__Work required__: In the piece on Peanuts Hucko, write out everything from "Michael Andrew Hucko" down to "19 June 2003.", and switch "clarinettist" to "clarinetist".

__Passage to read__:
Peanuts Hucko

Dixieland clarinettist and bandleader

The explanation behind Peanuts Hucko's nickname was disappointingly prosaic - "When I was a kid I was always eating peanuts." In some ways Hucko was the perfect example of a swing era sideman. He had done everything from playing in the big bands - he was Glenn Miller's main soloist - to touring the world as a member of Louis Armstrong's All Stars sextet. He was a journeyman of the highest quality, always at the arm of the big star.

Michael Andrew Hucko (Peanuts Hucko), clarinettist and bandleader: born Syracuse, New York 7 April 1918; twice married; died Denton, Texas 19 June 2003.

The explanation behind Peanuts Hucko's nickname was disappointingly prosaic - "When I was a kid I was always eating peanuts." In some ways Hucko was the perfect example of a swing era sideman. He had done everything from playing in the big bands - he was Glenn Miller's main soloist - to touring the world as a member of Louis Armstrong's All Stars sextet. He was a journeyman of the highest quality, always at the arm of the big star.

Although he became one of the best swing clarinettists, Hucko's instrument for the first few years of his career was the tenor saxophone. Later his clarinet style was soundly based on that of Benny Goodman, observed at close hand when Hucko played tenor sax in Goodman's band in the middle Forties. "I played for five trombonists, too," he said. "Jack Jenney, Will Bradley, Glenn Miller, Jack Teagarden and Tommy Dorsey."

Hucko was the epitome of a hot player and from 1950 onwards was regarded as one of the best Dixieland clarinettists. But no matter how aroused he sounded in his solos, he was always in command and taking care of business. The trombonist Roy Williams was part of a band formed to tour Britain with the clarinettist. One night in a club, the music got better and better until, at the end, the usually sophisticated Williams was carried away with the excitement of it all. As the last number finished, he looked across in admiration at Hucko. "That's marvellous," said the clarinettist, looking at his watch. "They wanted us to finish at eleven fifteen and it's eleven fifteen dead on the button." He began to put his clarinet away.

__Recorded data__:
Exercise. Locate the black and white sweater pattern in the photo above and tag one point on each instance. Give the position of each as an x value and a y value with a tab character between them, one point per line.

__Worked answer__:
Michael Andrew Hucko (Peanuts Hucko), clarinetist and bandleader: born Syracuse, New York 7 April 1918; twice married; died Denton, Texas 19 June 2003.